===== Отрывок текста =====

Страница 7 из 261
4. Порфирий о Пифагоре
Чтобы не скрывать всех трудностей изучения неопифагорейской специфики и чтобы тем самым засвидетельствовать полную условность предложенной нами сейчас эстетической формулы неопифагорейцев, мы рекомендовали бы изучить такое (правда, с оборванным концом) подробное изложение жизни Пифагора, которое мы находим у Порфирия. Не касаясь массы биографических деталей, реальность которых для нас сейчас не так важна, сразу же скажем, что этот трактат Порфирия представляет собою неимоверную путаницу и мешанину явно старинных и явно новейших данных, так что возникает вопрос: может ли вообще отличаться чем-нибудь существенным неопифагорейство от древнего пифагорейства? То же самое нужно сказать и по поводу биографии Пифагора у Ямвлиха. Но этой биографии мы здесь не будем касаться.

=====

**Задание a:** Приведите все строки записей, где встречается слово «building».
Записи никак не связаны с отрывком.

===== Выдержки из записей =====

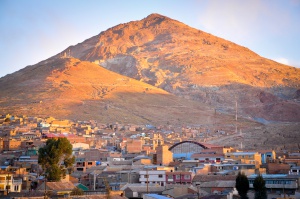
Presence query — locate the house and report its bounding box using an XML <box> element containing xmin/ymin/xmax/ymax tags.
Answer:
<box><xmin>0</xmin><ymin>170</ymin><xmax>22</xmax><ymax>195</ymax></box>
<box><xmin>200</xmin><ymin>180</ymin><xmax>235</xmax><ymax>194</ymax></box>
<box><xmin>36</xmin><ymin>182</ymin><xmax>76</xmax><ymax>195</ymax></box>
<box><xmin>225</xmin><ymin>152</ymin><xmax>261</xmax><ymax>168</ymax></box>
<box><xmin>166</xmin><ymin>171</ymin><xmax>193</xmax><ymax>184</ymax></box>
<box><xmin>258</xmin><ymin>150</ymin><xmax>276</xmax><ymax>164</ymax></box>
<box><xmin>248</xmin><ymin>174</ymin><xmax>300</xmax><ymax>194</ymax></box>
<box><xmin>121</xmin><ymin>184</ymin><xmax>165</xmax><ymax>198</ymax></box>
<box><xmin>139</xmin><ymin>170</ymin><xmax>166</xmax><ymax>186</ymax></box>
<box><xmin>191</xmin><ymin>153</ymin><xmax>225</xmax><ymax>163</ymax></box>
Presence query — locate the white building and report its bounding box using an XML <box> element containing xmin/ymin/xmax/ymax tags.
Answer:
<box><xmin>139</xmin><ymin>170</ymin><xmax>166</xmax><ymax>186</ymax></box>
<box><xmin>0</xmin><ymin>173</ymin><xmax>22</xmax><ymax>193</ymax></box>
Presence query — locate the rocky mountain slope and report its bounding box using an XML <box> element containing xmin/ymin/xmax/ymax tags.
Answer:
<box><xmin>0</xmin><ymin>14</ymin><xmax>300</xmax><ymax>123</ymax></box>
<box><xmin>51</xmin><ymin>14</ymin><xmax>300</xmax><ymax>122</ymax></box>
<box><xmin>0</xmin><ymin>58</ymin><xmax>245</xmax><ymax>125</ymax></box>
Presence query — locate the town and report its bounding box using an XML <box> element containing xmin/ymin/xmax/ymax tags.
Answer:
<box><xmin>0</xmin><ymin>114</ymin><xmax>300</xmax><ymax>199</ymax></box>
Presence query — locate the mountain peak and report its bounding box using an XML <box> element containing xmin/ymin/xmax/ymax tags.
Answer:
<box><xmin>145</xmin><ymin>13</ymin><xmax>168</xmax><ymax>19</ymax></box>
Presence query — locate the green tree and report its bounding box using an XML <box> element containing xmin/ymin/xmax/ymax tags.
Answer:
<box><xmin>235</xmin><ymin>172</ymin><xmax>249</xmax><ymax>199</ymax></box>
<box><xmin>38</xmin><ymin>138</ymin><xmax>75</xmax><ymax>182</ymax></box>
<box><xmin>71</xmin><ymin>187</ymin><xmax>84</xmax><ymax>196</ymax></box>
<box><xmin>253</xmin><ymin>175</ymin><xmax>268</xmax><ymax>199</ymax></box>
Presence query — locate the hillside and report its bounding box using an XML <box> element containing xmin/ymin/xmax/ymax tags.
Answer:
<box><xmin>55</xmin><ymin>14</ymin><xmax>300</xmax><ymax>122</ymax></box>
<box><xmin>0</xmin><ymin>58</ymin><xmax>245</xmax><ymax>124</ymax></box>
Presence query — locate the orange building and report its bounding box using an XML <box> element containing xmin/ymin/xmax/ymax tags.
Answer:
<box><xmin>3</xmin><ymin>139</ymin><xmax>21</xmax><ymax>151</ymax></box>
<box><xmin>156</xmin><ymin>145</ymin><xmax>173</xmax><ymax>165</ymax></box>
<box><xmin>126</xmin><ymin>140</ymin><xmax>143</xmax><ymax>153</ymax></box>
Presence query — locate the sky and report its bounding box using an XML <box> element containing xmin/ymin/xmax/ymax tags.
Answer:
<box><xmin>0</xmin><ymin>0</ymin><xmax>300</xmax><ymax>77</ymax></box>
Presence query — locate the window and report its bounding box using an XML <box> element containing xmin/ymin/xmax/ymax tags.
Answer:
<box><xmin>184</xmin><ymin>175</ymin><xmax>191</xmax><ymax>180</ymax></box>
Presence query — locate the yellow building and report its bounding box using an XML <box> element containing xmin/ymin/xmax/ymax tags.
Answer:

=====

**Задание b:**
Ответьте на вопросы по отрывку о Порфирии и Пифагоре:
(i) У кого, согласно отрывку, есть подробное изложение жизни Пифагора?
(ii) Чем, по словам отрывка, является трактат Порфирия?
(iii) Чью биографию Пифагора отрывок упоминает, но не разбирает?

**Решение a:**
Presence query — locate the white building and report its bounding box using an XML <box> element containing xmin/ymin/xmax/ymax tags.
Presence query — locate the orange building and report its bounding box using an XML <box> element containing xmin/ymin/xmax/ymax tags.
Presence query — locate the yellow building and report its bounding box using an XML <box> element containing xmin/ymin/xmax/ymax tags.

**Решение b:**
(i) У Порфирия.
(ii) Неимоверной путаницей и мешаниной явно старинных и явно новейших данных.
(iii) Биографию Пифагора у Ямвлиха.